Data listing:
------------------------------------------------------------

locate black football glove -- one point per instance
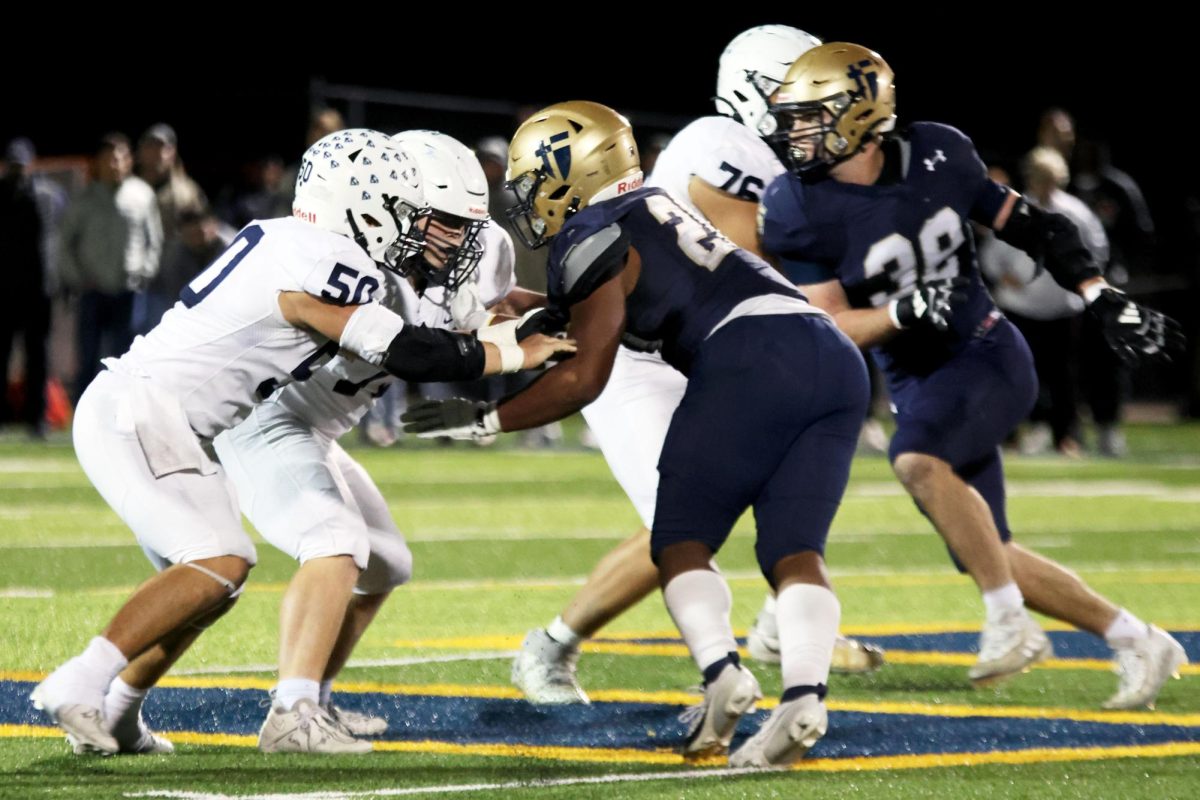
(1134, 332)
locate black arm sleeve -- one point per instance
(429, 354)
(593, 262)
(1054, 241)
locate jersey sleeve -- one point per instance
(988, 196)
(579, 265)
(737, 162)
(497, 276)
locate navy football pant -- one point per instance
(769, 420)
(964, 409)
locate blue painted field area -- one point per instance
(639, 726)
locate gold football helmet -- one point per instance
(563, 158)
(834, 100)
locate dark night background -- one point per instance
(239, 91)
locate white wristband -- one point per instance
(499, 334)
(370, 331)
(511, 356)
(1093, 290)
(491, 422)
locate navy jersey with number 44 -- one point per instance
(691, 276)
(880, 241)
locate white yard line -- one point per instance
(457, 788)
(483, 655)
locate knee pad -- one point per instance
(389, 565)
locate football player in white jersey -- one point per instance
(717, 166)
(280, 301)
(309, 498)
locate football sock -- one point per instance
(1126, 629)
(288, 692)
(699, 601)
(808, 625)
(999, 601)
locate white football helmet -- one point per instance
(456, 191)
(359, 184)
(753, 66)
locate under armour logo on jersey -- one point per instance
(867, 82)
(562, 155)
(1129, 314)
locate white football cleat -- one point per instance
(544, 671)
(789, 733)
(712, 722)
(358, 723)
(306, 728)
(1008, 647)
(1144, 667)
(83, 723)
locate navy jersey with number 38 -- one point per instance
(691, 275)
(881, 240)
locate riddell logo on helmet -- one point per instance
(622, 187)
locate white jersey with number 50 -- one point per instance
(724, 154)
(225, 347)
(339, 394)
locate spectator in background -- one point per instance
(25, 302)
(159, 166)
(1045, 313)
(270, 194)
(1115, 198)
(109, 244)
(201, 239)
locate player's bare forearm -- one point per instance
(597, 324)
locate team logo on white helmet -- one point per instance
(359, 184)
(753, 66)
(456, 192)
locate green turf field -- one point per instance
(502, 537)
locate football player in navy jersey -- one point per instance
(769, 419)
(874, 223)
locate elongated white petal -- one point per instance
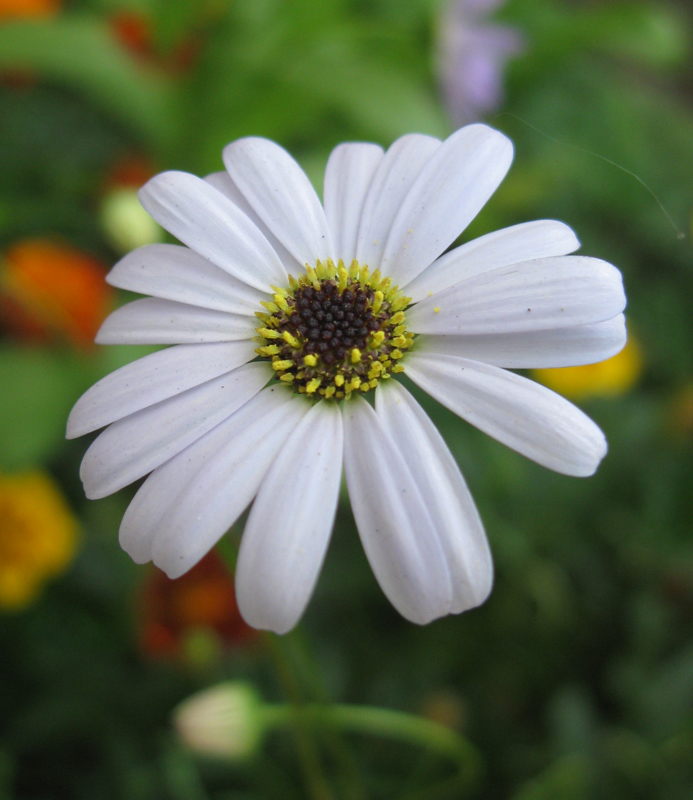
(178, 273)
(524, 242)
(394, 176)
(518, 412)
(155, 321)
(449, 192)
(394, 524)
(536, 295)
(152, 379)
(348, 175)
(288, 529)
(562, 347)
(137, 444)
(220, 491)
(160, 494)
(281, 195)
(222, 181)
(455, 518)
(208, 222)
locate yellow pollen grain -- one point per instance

------------------------------------------------------------

Make an exact copy of the records above, with the pictures left out.

locate black football glove -- one point per instance
(1134, 332)
locate black arm sleeve -- one point per instance
(429, 354)
(593, 262)
(1054, 241)
locate jersey sleeve -- one point per instance
(988, 196)
(579, 265)
(737, 162)
(497, 276)
locate navy football pant -- one point per instance
(769, 420)
(964, 409)
locate blue painted field area -- one point per instance
(639, 726)
locate gold football helmet -- one point per instance
(563, 158)
(834, 100)
locate dark night background -- one point per instance
(239, 91)
locate white wristband -- one point per instance
(499, 334)
(370, 331)
(511, 356)
(1093, 290)
(491, 422)
locate navy jersey with number 44 -- one point per instance
(691, 276)
(880, 241)
locate white yard line -- one point per instance
(457, 788)
(483, 655)
locate knee pad -- one point per instance
(389, 565)
locate football player in white jersey -- one point per instance
(717, 166)
(280, 301)
(309, 498)
locate football sock -- one point per instance
(1126, 629)
(288, 692)
(699, 601)
(808, 625)
(999, 601)
locate white football helmet -- one point per instance
(456, 191)
(359, 184)
(753, 66)
locate under armour logo on jersey -- one point per instance
(867, 82)
(562, 155)
(1129, 314)
locate white football cleat -- one point per instance
(544, 671)
(789, 733)
(712, 722)
(358, 723)
(306, 728)
(1008, 647)
(1144, 667)
(83, 723)
locate navy jersey with number 38 -- one point per instance
(691, 275)
(881, 240)
locate riddell logo on helmet -- one point per instance
(622, 187)
locate white jersey with number 50 -- one point per instance
(724, 154)
(225, 347)
(339, 394)
locate spectator in background -- one point per instance
(25, 302)
(159, 166)
(1045, 313)
(270, 194)
(1115, 198)
(109, 244)
(201, 239)
locate player's bare forearm -- one point per instance
(597, 324)
locate team logo on white helmet -- one point per instance
(359, 184)
(753, 66)
(456, 192)
locate green turf field -- one point per instance
(502, 537)
locate football player in navy jersey -- one point per instance
(769, 419)
(874, 223)
locate elongated white petal -- one point per instance
(178, 273)
(524, 242)
(394, 176)
(518, 412)
(155, 321)
(449, 192)
(394, 524)
(536, 295)
(152, 379)
(348, 175)
(288, 529)
(562, 347)
(137, 444)
(220, 491)
(160, 494)
(281, 195)
(222, 181)
(455, 518)
(208, 222)
locate yellow pollen grain -- one point per instance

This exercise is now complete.